INSTRUCTIONS FOR THE TASK.
Turn the entries from the line containing "Reviewer note: verify that every instance of the roof" through the line containing "[[213, 222], [188, 208], [262, 247]]" into a numbered list, one line per item, with blank lines left out. Include only that stretch.

/---

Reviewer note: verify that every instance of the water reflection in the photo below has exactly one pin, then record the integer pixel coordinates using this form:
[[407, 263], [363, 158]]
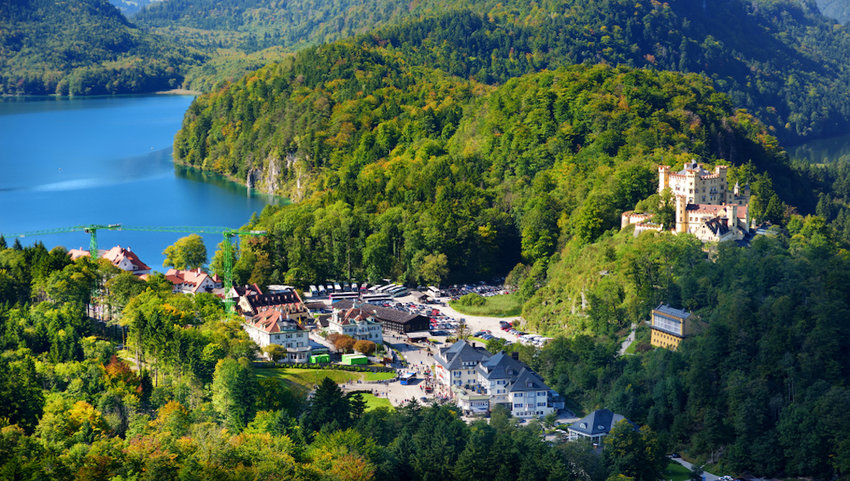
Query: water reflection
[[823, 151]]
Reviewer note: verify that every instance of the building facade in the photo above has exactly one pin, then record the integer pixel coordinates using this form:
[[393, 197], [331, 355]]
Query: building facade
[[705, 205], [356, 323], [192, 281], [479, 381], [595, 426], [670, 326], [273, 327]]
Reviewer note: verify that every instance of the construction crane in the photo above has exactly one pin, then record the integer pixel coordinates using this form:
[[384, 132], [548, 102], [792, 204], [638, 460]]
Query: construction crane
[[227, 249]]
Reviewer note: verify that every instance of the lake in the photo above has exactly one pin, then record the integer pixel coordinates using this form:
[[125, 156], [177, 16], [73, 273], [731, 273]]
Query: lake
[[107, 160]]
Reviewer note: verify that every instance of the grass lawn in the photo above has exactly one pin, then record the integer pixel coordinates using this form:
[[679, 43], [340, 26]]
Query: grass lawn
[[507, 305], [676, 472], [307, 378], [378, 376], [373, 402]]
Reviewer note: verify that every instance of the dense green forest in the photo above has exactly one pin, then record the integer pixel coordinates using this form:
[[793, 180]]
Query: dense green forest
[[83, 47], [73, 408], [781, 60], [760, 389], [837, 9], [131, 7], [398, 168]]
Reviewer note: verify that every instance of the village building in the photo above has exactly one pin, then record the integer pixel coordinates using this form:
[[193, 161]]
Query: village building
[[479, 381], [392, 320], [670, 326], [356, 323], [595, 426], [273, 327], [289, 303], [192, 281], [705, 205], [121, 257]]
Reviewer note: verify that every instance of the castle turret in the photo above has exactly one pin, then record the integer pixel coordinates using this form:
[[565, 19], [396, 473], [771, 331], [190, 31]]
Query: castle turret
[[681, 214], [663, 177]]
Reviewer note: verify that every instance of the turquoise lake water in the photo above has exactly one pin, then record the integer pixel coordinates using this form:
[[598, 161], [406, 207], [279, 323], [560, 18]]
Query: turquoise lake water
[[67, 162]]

\---
/---

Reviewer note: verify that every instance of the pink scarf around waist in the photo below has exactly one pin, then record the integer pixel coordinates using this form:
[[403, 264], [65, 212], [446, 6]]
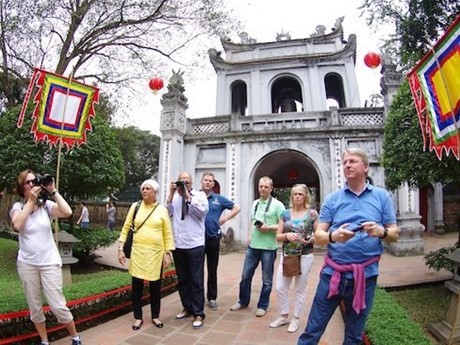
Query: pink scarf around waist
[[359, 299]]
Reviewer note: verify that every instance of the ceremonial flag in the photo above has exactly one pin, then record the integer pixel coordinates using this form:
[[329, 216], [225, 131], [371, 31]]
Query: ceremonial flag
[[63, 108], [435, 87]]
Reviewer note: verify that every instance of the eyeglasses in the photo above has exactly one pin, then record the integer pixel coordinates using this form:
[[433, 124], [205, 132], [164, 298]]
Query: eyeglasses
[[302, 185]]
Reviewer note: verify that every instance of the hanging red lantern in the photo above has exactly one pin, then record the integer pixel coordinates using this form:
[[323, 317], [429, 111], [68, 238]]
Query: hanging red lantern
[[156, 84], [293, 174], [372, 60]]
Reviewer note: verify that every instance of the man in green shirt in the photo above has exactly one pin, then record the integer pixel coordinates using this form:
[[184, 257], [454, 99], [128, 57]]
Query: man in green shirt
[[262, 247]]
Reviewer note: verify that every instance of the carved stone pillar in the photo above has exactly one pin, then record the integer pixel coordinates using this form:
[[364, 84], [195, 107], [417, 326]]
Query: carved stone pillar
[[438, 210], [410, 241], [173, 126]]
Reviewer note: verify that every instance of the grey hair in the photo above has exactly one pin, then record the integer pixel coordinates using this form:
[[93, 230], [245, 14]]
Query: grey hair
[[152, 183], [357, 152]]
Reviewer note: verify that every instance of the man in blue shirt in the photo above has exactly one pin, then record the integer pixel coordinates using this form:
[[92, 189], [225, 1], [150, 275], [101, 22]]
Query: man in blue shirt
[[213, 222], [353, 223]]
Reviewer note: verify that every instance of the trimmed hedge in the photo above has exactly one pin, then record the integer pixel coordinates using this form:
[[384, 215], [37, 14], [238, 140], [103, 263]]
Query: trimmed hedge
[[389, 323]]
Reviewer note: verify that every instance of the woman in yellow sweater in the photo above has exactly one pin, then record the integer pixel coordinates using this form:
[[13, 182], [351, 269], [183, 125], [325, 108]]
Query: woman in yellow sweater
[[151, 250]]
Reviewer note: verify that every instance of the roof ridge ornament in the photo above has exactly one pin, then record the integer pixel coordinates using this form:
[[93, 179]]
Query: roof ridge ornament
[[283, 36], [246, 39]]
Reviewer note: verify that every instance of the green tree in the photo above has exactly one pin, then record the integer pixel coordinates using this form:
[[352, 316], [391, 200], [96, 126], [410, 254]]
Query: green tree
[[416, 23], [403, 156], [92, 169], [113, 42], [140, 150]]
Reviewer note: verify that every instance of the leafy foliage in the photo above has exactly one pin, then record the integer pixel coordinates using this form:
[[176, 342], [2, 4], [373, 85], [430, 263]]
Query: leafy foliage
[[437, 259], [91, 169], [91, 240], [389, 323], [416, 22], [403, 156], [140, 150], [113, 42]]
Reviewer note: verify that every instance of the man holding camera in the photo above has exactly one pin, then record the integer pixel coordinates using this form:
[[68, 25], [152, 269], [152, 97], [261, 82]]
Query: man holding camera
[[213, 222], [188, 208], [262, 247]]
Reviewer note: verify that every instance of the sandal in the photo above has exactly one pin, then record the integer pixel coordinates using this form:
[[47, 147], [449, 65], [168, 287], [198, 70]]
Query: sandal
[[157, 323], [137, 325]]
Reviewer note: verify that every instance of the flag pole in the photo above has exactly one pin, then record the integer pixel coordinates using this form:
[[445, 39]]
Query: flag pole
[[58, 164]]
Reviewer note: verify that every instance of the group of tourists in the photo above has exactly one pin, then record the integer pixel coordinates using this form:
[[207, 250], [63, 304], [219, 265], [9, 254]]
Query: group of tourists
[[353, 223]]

\---

TASK ANSWER.
1. Reviewer note: verify that every instance of the roof ridge ornament in the photo above has exactly one pin, then record the integer pixel coordinates using this form:
2. [[93, 179]]
3. Query: roof ridge ornament
4. [[283, 36], [246, 39]]
5. Reviewer note: verify that every instance of the green tree in the photo above has exactly one pin, then record the integer pixel coordinates using this form:
6. [[352, 316], [391, 200], [96, 126], [410, 254]]
7. Query: green tree
8. [[416, 23], [403, 156], [92, 169], [113, 42], [140, 150]]
9. Reviewer note: verify that every instance of the leafy foliage in the photo above has exactly one pin, then record the integer pixel coordinates using this form:
10. [[176, 342], [2, 4], [373, 85], [430, 263]]
11. Query: leafy foliage
12. [[437, 259], [91, 169], [91, 240], [389, 323], [416, 22], [403, 156], [140, 150], [113, 42]]
13. Reviewer note: verify that every instance of the man holding camera in the photo above has exactly one pin, then record the integer pixel coordinates using this form:
14. [[68, 25], [152, 269], [152, 97], [261, 82]]
15. Query: man holding camera
16. [[213, 222], [188, 208], [262, 247]]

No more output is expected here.